• _수행할 과제_
아래 목록에서 "The required output" 문구가 포함된 줄에서 시작하여 "246V241L251 234L249 224L244" 문구가 포함된 줄까지(양 끝 포함)만 Markdown 표로 옮겨 쓰십시오. 빈 줄은 빼고, 열 이름은 '번호'와 '목록 줄'로 하십시오.

===== 데이터 발췌

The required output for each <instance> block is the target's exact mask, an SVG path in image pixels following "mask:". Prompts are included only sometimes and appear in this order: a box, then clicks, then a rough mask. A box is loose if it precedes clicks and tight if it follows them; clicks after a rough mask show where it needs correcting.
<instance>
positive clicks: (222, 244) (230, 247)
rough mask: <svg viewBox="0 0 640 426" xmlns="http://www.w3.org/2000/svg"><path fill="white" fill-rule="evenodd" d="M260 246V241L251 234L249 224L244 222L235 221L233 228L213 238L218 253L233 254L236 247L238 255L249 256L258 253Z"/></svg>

==========
===== 데이터 발췌

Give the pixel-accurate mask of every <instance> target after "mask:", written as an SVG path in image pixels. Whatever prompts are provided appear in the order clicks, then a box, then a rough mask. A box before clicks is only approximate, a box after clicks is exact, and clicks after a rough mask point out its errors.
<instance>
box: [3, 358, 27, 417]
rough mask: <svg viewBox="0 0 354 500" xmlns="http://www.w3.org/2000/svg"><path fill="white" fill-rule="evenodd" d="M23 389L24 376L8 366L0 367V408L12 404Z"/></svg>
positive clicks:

==========
===== 데이터 발췌

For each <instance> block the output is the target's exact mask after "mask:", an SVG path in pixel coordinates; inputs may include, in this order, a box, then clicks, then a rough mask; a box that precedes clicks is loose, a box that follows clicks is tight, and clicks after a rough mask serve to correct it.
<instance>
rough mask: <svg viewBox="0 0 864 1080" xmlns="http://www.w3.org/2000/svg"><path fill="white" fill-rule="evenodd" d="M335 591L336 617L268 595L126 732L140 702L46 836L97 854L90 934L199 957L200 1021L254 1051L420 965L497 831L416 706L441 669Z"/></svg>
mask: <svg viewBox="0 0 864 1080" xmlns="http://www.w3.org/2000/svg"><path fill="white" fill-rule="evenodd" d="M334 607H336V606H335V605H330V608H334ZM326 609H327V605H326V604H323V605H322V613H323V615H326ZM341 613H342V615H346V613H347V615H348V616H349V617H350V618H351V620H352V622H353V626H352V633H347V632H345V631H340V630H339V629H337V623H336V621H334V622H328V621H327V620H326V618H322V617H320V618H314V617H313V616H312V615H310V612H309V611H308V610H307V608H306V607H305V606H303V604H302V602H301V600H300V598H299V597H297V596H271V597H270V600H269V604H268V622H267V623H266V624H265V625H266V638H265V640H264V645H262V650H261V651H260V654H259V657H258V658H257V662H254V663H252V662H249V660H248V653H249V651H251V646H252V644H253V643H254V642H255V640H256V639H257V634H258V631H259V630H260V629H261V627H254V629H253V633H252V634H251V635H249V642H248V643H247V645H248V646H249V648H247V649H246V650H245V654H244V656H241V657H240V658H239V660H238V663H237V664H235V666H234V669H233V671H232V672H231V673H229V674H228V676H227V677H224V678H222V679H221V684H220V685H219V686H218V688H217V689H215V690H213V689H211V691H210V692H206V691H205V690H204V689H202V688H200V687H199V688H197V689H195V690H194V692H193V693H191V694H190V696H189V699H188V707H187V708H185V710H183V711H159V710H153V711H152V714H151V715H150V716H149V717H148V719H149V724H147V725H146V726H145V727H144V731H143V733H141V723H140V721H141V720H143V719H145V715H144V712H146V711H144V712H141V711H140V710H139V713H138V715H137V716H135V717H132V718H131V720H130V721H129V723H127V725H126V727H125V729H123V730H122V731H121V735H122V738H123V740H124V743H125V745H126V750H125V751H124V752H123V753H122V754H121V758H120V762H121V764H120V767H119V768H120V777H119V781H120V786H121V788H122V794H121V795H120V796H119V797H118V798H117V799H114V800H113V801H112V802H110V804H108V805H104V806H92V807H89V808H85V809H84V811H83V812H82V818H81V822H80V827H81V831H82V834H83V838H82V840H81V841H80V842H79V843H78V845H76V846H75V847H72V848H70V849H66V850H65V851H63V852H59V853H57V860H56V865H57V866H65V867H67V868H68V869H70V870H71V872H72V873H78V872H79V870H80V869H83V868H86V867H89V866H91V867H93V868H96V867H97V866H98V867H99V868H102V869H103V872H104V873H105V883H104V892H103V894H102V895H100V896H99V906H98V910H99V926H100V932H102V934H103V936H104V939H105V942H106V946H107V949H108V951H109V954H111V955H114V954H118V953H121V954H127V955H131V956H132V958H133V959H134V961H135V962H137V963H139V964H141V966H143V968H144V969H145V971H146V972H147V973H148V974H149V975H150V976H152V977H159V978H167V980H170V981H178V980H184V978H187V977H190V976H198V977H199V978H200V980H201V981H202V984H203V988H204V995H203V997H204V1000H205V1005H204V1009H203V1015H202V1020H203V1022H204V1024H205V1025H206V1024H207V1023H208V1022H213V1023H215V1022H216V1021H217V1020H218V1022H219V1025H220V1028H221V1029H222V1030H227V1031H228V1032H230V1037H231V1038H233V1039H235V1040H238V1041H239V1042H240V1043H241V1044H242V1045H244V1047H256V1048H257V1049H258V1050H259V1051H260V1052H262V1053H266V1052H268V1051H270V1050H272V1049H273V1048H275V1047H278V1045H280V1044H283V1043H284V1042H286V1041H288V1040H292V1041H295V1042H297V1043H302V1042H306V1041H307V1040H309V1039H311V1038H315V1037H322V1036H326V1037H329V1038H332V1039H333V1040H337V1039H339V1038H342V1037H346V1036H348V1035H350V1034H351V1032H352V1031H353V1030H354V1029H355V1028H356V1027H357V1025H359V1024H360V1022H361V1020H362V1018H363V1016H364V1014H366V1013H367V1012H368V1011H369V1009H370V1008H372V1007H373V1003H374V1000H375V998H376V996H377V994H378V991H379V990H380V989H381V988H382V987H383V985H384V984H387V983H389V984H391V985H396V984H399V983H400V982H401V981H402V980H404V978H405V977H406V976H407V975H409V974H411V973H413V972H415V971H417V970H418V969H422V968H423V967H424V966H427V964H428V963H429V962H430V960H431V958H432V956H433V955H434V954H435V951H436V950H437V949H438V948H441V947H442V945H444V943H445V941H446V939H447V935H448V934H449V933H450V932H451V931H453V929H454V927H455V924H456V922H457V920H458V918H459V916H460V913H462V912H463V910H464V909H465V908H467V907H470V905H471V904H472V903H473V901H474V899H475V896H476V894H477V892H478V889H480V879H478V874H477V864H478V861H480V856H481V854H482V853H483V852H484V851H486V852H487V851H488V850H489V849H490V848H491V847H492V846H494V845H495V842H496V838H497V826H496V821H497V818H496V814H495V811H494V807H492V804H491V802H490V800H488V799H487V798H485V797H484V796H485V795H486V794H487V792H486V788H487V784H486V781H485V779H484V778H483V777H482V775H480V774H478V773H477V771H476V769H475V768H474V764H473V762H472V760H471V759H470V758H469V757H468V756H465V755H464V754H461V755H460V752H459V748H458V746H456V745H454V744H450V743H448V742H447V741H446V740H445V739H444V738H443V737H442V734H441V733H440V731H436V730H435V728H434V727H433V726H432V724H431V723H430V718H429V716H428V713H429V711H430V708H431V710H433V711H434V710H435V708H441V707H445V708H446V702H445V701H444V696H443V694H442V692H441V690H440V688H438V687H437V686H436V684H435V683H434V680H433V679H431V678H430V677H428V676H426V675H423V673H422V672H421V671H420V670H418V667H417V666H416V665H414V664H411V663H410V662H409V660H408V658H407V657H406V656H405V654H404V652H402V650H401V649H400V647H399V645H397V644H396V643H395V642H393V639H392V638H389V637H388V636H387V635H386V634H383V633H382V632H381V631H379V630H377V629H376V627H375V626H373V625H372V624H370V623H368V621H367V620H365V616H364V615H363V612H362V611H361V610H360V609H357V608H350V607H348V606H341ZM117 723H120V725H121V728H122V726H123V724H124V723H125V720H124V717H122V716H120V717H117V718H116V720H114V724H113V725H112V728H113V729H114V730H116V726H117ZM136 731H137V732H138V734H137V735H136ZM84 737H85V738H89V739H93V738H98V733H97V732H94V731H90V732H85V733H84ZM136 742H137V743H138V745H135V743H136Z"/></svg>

==========

• _답변_
| 번호 | 목록 줄 |
|---|---|
| 1 | The required output for each <instance> block is the target's exact mask, an SVG path in image pixels following "mask:". Prompts are included only sometimes and appear in this order: a box, then clicks, then a rough mask. A box is loose if it precedes clicks and tight if it follows them; clicks after a rough mask show where it needs correcting. |
| 2 | <instance> |
| 3 | positive clicks: (222, 244) (230, 247) |
| 4 | rough mask: <svg viewBox="0 0 640 426" xmlns="http://www.w3.org/2000/svg"><path fill="white" fill-rule="evenodd" d="M260 246V241L251 234L249 224L244 222L235 221L233 228L213 238L218 253L233 254L236 247L238 255L249 256L258 253Z"/></svg> |